What to do:
Carry on the text about reverse range queries below from the point where it stops.

[START Given text]

Compatibility, Deprecation, and Migration Plan

  • Utilizing the existing RangeQuery class, we can make some modifications to realize the concepts of reverseRange  and reverseAll . To reiterate, reverseRange  and reverseAll  are not classes or methods but merely concepts.
  • Since nothing is deprecated in this KIP, users have no need to migrate unless they want to.

Rejected Alternatives

After initial plans to create a ReverseRangeQuery from the ground up, we opted to leverage existing code from the RangeQuery class following further discussions.

Code Block
languagejava
titleReverseRangeQuery
@Evolving
public final class ReverseRangeQuery<K, V> implements Query<KeyValueIterator<K, V>> {

    private final Optional<K> lower;
    private final Optional<K> upper;

    private ReverseRangeQuery(final Optional<K> lower, final Optional<K> upper) {
        this.lower = lower;
        this.upper = upper;
    }

    /**
     * Interactive range query using a lower and upper bound to filter the keys returned.
     * @param lower The key that specifies the lower bound of the range
     * @param upper The key that specifies the upper bound of the range
     * @param <K> The key type
     * @param <V> The value type
     */
    public static <K, V> ReverseRangeQuery<K, V> withRange(final K lower, final K upper) {
        return new ReverseRangeQuery<>(Optional.ofNullable(lower), Optional.ofNullable(upper));
    }

    /**
     * Interactive range query using an upper bound to filter the keys returned.
     * If both <K,V> are null, RangQuery returns a full range scan.

[END Given text]
[START Material shown]

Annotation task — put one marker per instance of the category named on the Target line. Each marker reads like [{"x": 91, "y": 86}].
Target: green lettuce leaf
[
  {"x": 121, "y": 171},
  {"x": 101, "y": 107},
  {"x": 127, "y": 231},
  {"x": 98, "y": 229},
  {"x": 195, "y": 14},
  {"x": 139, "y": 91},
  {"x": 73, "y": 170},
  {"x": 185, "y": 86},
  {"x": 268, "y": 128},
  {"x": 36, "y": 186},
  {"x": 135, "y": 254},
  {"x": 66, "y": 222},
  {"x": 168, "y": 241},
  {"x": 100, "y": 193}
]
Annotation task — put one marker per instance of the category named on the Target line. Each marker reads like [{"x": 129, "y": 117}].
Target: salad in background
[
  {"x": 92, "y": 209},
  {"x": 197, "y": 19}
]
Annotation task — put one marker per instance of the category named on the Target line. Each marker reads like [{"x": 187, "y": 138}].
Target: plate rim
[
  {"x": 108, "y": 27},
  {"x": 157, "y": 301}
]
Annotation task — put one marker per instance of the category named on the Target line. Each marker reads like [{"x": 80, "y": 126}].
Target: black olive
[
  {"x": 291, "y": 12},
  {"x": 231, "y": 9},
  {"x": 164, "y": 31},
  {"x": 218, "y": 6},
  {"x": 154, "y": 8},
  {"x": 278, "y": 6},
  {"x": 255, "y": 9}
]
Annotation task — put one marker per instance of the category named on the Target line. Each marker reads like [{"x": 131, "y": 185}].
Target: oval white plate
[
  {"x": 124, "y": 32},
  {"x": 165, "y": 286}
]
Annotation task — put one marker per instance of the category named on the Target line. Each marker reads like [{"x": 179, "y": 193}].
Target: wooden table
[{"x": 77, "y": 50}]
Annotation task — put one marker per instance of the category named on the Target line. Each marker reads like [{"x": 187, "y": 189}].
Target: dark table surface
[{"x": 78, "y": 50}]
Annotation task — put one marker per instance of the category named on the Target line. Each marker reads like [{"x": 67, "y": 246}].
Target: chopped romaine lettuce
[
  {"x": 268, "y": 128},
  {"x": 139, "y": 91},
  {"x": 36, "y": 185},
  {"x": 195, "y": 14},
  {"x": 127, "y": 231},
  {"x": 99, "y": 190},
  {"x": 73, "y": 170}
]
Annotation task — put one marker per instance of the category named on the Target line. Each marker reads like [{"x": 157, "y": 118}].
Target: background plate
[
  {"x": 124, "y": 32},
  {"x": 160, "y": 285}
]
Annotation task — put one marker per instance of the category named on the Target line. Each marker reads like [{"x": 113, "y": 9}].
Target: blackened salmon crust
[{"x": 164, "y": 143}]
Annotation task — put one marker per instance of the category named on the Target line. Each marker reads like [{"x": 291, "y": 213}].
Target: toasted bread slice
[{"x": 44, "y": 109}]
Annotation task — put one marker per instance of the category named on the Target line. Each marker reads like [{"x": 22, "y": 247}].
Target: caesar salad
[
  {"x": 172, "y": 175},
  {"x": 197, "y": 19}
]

[END Material shown]

Written answer:
     * @param upper The key that specifies the upper bound of the range
     * @param <K> The key type
     * @param <V> The value type
     */
    public static <K, V> ReverseRangeQuery<K, V> withUpperBound(final K upper) {
        return new ReverseRangeQuery<>(Optional.empty(), Optional.of(upper));
    }

    /**
     * Interactive range query using a lower bound to filter the keys returned.
     * @param lower The key that specifies the lower bound of the range
     * @param <K> The key type
     * @param <V> The value type
     */
    public static <K, V> ReverseRangeQuery<K, V> withLowerBound(final K lower) {
        return new ReverseRangeQuery<>(Optional.of(lower), Optional.empty());
    }

    /**
     * Interactive scan query that returns all records in the store.
     * @param <K> The key type
     * @param <V> The value type
     */
    public static <K, V> ReverseRangeQuery<K, V> withNoBounds() {
        return new ReverseRangeQuery<>(Optional.empty(), Optional.empty());
    }

    /**
     * The lower bound of the query, if specified.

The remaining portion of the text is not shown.